The bonding performance of ETPs is commonly assessed through a combination of shear strength and delamination tests. While delamination provides valuable insight into durability and long-term adhesive performance, the present study focuses specifically on block shear testing, evaluating shear strength and wood failure percentage (WFP) of laran glulam under four environmental conditions: dry, water soaking, boiling immersion, and boil-dry-boil cycle. These conditions were selected to simulate service environments that glulam is likely to encounter in practice (Service Class 1, Service Class 2 and Service Class 3). The omission of delamination testing does not diminish the contribution of this work, as it provides essential baseline data on the shear-related bonding behaviour of laran glulam. Future studies will extend this work by incorporating delamination testing to provide a more comprehensive evaluation of bonding performance. However, the last designed set of environmental conditions (boil-dry-boil cycle) imitates the delamination protocols.

> _DATA EXTRACT_

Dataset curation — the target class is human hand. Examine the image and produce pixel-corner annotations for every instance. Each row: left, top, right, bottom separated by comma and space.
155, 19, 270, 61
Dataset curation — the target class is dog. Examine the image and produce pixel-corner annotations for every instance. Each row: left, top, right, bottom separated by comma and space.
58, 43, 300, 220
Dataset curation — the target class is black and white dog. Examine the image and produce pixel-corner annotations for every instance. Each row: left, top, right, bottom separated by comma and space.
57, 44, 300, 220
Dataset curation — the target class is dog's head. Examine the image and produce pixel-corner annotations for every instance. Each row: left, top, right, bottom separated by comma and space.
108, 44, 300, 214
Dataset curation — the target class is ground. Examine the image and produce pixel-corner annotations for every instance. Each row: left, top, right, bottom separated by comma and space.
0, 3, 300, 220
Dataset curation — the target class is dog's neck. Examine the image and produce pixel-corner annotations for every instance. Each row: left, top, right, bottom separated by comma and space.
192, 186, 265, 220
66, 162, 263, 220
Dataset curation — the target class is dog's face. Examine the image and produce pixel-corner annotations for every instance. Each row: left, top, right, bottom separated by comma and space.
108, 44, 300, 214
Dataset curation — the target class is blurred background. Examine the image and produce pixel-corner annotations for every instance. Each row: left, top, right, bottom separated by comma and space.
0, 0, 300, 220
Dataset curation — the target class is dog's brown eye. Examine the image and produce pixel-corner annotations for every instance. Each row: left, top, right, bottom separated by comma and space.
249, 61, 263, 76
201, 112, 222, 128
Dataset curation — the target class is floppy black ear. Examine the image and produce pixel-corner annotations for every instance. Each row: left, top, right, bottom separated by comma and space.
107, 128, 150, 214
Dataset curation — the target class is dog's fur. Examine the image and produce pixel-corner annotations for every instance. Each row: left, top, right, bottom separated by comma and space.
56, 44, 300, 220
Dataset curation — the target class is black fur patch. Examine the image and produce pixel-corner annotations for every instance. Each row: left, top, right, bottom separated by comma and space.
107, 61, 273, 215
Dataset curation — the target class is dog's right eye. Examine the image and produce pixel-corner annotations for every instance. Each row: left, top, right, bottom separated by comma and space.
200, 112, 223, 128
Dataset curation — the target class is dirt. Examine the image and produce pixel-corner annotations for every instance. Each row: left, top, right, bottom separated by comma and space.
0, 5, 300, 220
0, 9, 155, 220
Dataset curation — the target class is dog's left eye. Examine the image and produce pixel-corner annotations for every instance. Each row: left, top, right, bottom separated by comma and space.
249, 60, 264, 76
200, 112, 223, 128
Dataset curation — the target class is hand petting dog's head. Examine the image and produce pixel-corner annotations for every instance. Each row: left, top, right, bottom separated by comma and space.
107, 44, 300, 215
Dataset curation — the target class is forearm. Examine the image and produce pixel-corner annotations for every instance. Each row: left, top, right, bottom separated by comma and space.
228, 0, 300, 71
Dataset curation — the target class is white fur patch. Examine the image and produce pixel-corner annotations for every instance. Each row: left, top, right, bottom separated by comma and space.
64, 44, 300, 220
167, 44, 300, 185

> _GOAL OF THE EXERCISE_
State whether each statement agrees with the passage on bonding tests of laran glulam: (a) the study measures shear strength and wood failure percentage under four environmental conditions; (b) the study includes delamination testing; (c) the boil-dry-boil cycle imitates the delamination protocols. Answer yes or no for each, quoting the deciding words of the passage.

> _SOLVED EXERCISE_
(a) Yes: "evaluating shear strength and wood failure percentage (WFP) of laran glulam under four environmental conditions"
(b) No: "The omission of delamination testing does not diminish the contribution of this work"
(c) Yes: "the last designed set of environmental conditions (boil-dry-boil cycle) imitates the delamination protocols"